Dataset entries:
- Opening Delimiter -

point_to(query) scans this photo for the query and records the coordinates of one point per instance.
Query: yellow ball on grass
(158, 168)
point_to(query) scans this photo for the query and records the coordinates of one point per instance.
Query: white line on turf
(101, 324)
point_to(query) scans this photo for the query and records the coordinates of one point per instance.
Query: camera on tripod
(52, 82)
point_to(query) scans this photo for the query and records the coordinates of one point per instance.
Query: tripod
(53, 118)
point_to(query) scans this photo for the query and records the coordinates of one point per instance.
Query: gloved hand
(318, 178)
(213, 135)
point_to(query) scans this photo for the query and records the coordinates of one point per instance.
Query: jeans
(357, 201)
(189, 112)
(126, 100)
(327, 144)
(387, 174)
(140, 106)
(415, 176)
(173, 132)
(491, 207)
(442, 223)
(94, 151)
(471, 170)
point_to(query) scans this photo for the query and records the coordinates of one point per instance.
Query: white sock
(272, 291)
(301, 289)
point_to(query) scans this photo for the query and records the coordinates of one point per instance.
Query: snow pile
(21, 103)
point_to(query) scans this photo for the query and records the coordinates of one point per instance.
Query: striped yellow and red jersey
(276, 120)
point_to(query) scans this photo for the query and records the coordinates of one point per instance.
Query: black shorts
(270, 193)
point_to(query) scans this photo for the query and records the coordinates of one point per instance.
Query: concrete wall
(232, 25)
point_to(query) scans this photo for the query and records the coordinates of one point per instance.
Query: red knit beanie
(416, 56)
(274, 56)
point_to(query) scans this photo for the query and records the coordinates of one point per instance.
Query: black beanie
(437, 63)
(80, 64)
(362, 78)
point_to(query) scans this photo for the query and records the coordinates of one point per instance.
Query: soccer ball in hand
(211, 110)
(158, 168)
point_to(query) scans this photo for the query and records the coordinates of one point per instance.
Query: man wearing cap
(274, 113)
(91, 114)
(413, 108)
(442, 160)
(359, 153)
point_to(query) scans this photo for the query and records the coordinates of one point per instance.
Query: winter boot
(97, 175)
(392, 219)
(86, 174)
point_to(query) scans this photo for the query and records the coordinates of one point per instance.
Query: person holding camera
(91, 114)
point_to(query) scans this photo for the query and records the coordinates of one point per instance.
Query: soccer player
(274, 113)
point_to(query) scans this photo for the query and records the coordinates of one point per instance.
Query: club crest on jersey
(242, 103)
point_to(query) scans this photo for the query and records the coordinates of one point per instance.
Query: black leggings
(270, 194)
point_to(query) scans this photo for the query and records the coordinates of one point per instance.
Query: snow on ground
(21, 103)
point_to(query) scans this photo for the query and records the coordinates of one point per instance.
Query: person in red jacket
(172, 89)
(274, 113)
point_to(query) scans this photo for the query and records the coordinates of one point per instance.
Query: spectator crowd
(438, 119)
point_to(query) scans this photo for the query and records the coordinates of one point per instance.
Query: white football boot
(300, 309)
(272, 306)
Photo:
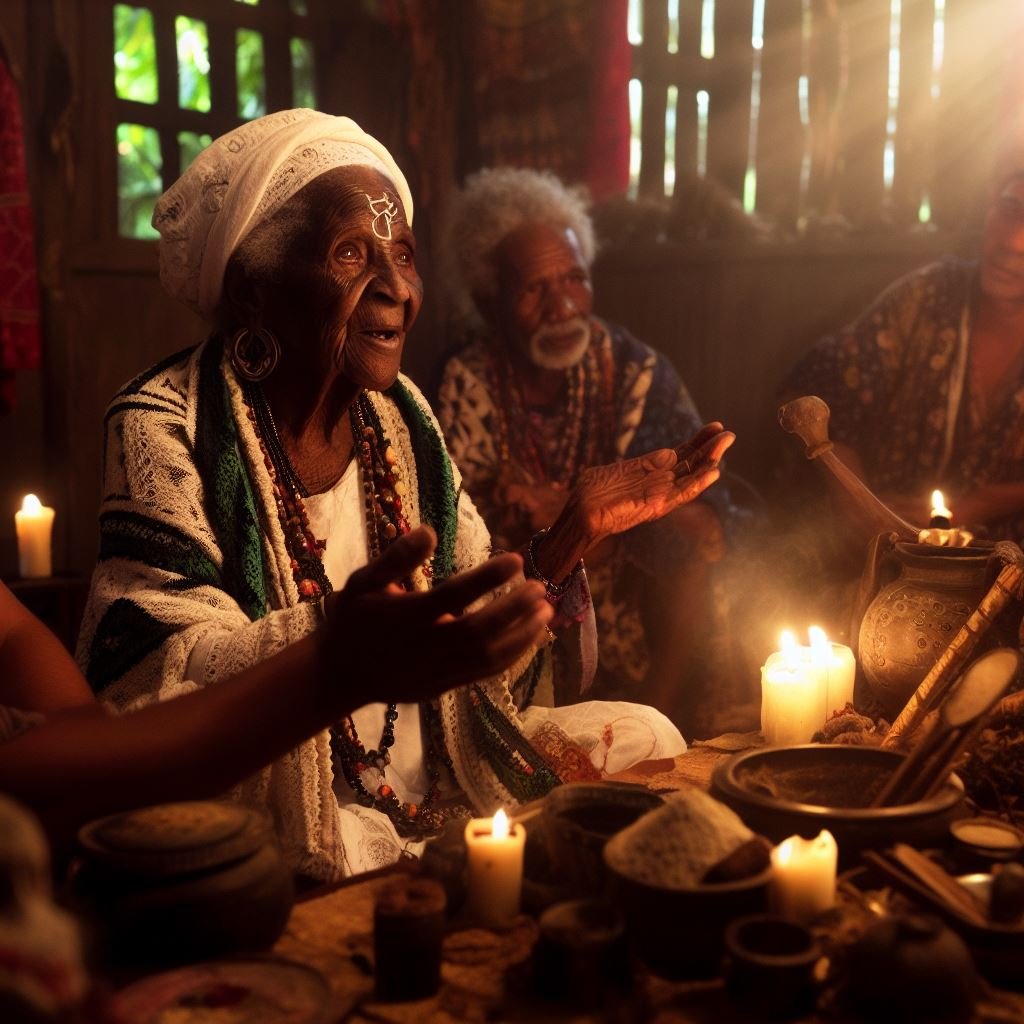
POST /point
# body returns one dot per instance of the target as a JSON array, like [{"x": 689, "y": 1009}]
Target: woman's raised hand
[{"x": 411, "y": 645}]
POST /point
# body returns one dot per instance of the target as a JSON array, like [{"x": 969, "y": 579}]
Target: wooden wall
[{"x": 731, "y": 316}]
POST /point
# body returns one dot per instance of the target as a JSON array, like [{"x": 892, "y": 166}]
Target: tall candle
[
  {"x": 495, "y": 861},
  {"x": 34, "y": 524},
  {"x": 803, "y": 883},
  {"x": 794, "y": 693},
  {"x": 840, "y": 670}
]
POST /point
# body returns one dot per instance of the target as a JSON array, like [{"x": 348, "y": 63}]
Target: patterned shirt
[
  {"x": 897, "y": 382},
  {"x": 631, "y": 401}
]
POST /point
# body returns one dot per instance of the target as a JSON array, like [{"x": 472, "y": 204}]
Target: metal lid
[{"x": 169, "y": 839}]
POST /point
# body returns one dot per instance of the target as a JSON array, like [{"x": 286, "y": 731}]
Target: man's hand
[
  {"x": 397, "y": 645},
  {"x": 608, "y": 500},
  {"x": 615, "y": 498}
]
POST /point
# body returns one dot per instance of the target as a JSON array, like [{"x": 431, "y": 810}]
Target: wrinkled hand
[
  {"x": 615, "y": 498},
  {"x": 406, "y": 646}
]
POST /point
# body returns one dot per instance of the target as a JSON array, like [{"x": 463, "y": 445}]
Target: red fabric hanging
[{"x": 19, "y": 347}]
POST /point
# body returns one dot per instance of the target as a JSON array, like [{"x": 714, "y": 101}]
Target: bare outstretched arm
[{"x": 85, "y": 762}]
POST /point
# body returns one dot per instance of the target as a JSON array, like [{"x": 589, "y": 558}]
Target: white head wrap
[{"x": 240, "y": 180}]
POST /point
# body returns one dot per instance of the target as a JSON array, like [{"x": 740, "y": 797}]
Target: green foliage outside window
[
  {"x": 194, "y": 64},
  {"x": 139, "y": 179},
  {"x": 249, "y": 67},
  {"x": 134, "y": 54},
  {"x": 303, "y": 77},
  {"x": 189, "y": 146}
]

- Closing Delimiter -

■ **Problem description**
Retype the data above exactly; pictures are not part of the copy.

■ **Solution**
point_to(query) scans this photo for the query and records the coordinates of one point per instance.
Query: yellow ball on grass
(158, 168)
point_to(query) scans this photo for the query and records the coordinates of one point per instance.
Query: white line on turf
(101, 324)
point_to(query) scans this photo for the query and records the coordinates of one point per instance.
Query: camera on tripod
(52, 82)
point_to(query) scans this photo for the query and records the coordinates of one point per instance.
Query: tripod
(53, 118)
point_to(query) scans this photo for the query and records the coordinates of one point per instance.
Query: gloved hand
(318, 178)
(213, 135)
point_to(query) scans this photo for the query and records the coordinates of one point per instance.
Query: jeans
(357, 201)
(189, 112)
(126, 100)
(327, 144)
(387, 174)
(140, 106)
(415, 176)
(173, 132)
(491, 207)
(442, 223)
(94, 151)
(471, 170)
point_to(query) scans this photo for the query and records the coordinates of one point per instance.
Query: white sock
(272, 291)
(301, 289)
point_to(query) scans this photo for the query and records the coordinates of one point per instance.
Query: snow pile
(21, 103)
point_to(query) scans this photo for the query and records the coordinates of one point per instance.
Query: striped yellow and red jersey
(276, 120)
point_to(query) scans this photo for the query and records the coordinates of one point per instance.
Query: black shorts
(270, 193)
point_to(query) scans this photo for the query and records the coordinates of one point per instance.
Query: concrete wall
(232, 25)
point_to(query) scans this photo for the query and records the coordinates of one point per instance.
Query: red knit beanie
(416, 56)
(274, 56)
point_to(query) scans this photo for the query and records the coordinates of one point per instance.
Query: black beanie
(437, 63)
(80, 64)
(362, 78)
point_to(query) scans this photo for the query and records the coordinates of one point per instance.
Query: soccer ball in hand
(211, 110)
(158, 168)
point_to(query) scans this photo for the query and records the coordinates of one point per instance.
Query: man wearing cap
(274, 113)
(91, 114)
(413, 108)
(442, 160)
(359, 153)
point_to(query) scans this photo for the query and records the coordinates of one point per instance.
Query: winter boot
(97, 175)
(392, 219)
(86, 174)
point_to(query) scans this photo for the query and records the coordinates of one point per instance.
Query: person holding camera
(91, 114)
point_to(query) scans this photo for the query and records the coordinates of one point per instance.
Query: soccer player
(274, 113)
point_to(query) scans this photo for the query and records the coordinates of one point per instance.
Query: club crest on jersey
(242, 103)
point_to(query) scans this photo for the query and records the coordinates of one point per instance.
Query: black leggings
(270, 194)
point_to(query) scans this photo for the query and records the coordinates of one point per instance.
Query: snow on ground
(21, 103)
point_to(query) scans this photo for the query and records the coordinates of one point per instance.
Query: person in red jacket
(172, 89)
(274, 113)
point_to(query) scans this photo for the query and records the coordinates of one point per instance.
Query: spectator crowd
(438, 119)
point_to(query) scans this photo for the query and records the coordinates of one point per instance.
Query: white football boot
(300, 309)
(272, 306)
Photo:
POST /point
# body returns one dot per instance of the target as a JSON array, like [{"x": 689, "y": 1009}]
Target: woman's raised hand
[{"x": 411, "y": 645}]
POST /point
# body returns one dot per instance of the target as a JSON array, like [{"x": 969, "y": 579}]
Target: wooden wall
[{"x": 731, "y": 316}]
POST /point
# body returns one dot per instance of the target as a JSON array, like [{"x": 892, "y": 166}]
Target: tall candle
[
  {"x": 495, "y": 861},
  {"x": 34, "y": 524},
  {"x": 803, "y": 883},
  {"x": 794, "y": 693},
  {"x": 840, "y": 670}
]
POST /point
# body returns one dot per instance of the target as a JSON array, like [{"x": 348, "y": 63}]
Target: patterned shirt
[
  {"x": 897, "y": 382},
  {"x": 631, "y": 401}
]
POST /point
# body returns one dot per instance of the target as a JSON array, like [{"x": 472, "y": 204}]
Target: metal lid
[{"x": 169, "y": 839}]
POST /point
# body returns one dot per instance of the target as a JSON array, like [{"x": 286, "y": 731}]
Target: man's hand
[
  {"x": 397, "y": 645},
  {"x": 608, "y": 500},
  {"x": 615, "y": 498}
]
POST /point
# body returns one dot per instance of the target as a JSON array, like [{"x": 431, "y": 810}]
Target: wrinkled hand
[
  {"x": 615, "y": 498},
  {"x": 406, "y": 646}
]
POST /point
# body returns one dot per instance of the target as a JSON array, like [{"x": 463, "y": 445}]
Target: red fabric hanging
[{"x": 19, "y": 347}]
POST /point
# body returns one dot per instance of the target as a JSON array, like [{"x": 714, "y": 101}]
Target: bare outstretched arm
[{"x": 85, "y": 762}]
POST /point
# body returns one dot per instance of the target as a JSON array, like [{"x": 589, "y": 558}]
Target: white head wrap
[{"x": 240, "y": 180}]
POST /point
# body returns one dot per instance of the target as a JSON array, like [{"x": 740, "y": 797}]
Target: green foliage outside window
[
  {"x": 194, "y": 64},
  {"x": 139, "y": 179},
  {"x": 249, "y": 67},
  {"x": 134, "y": 54},
  {"x": 303, "y": 77},
  {"x": 189, "y": 146}
]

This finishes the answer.